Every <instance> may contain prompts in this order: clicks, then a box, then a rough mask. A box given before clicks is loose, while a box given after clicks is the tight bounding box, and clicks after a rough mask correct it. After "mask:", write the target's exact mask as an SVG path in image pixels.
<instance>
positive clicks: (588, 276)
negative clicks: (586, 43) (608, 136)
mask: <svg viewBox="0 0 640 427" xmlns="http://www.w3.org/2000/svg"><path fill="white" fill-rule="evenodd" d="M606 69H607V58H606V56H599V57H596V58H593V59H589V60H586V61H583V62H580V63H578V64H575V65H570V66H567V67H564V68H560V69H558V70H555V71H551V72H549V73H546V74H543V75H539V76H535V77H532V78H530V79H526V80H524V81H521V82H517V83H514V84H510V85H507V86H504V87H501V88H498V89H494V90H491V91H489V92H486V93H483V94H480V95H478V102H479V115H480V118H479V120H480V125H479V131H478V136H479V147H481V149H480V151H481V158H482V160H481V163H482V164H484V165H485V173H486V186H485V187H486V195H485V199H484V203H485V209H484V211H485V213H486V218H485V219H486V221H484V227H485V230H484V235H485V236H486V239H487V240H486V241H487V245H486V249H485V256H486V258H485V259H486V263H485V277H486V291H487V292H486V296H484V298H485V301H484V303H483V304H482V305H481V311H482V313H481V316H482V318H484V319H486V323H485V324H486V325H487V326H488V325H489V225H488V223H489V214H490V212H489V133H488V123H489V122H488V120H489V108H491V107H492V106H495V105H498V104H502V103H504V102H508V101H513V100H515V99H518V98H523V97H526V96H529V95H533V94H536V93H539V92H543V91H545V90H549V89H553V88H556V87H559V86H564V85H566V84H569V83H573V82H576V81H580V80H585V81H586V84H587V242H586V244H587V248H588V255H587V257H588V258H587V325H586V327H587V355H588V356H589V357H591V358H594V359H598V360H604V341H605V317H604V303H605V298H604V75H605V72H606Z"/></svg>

---

**Action item:** Using the listing above, reproduce each line without omission.

**Written answer:**
Every <instance> may contain prompts in this order: clicks, then a box, then a rough mask. A box given before clicks is loose, while a box given after clicks is the tight bounding box, and clicks after a rough mask correct it. After "mask:", write the target's exact mask as an SVG path in image pixels.
<instance>
positive clicks: (588, 276)
negative clicks: (586, 43) (608, 136)
mask: <svg viewBox="0 0 640 427" xmlns="http://www.w3.org/2000/svg"><path fill="white" fill-rule="evenodd" d="M606 69H607V58H606V56H599V57H596V58H593V59H589V60H586V61H583V62H580V63H578V64H575V65H570V66H567V67H564V68H560V69H558V70H555V71H551V72H549V73H546V74H543V75H539V76H535V77H532V78H530V79H526V80H524V81H521V82H517V83H514V84H510V85H507V86H504V87H501V88H498V89H494V90H491V91H489V92H486V93H483V94H480V95H478V102H479V115H480V118H479V120H480V125H479V131H478V136H479V147H481V149H480V151H481V158H482V160H481V163H482V164H484V165H485V173H486V186H485V187H486V195H485V199H484V203H485V209H484V211H485V213H486V218H485V219H486V221H484V227H485V230H484V235H485V236H486V239H487V240H486V241H487V245H486V249H485V256H486V258H485V259H486V263H485V277H486V291H487V292H486V296H484V298H485V301H484V303H483V304H482V305H481V311H482V313H481V316H482V318H484V319H486V323H485V324H486V325H487V326H488V325H489V225H488V223H489V214H490V212H489V133H488V123H489V122H488V120H489V108H491V107H492V106H495V105H498V104H502V103H504V102H508V101H513V100H515V99H518V98H523V97H526V96H529V95H533V94H536V93H539V92H543V91H545V90H549V89H553V88H556V87H559V86H564V85H566V84H569V83H573V82H576V81H580V80H585V81H586V84H587V242H586V244H587V248H588V255H587V257H588V258H587V325H586V327H587V355H588V356H589V357H591V358H594V359H598V360H604V341H605V317H604V303H605V298H604V75H605V72H606Z"/></svg>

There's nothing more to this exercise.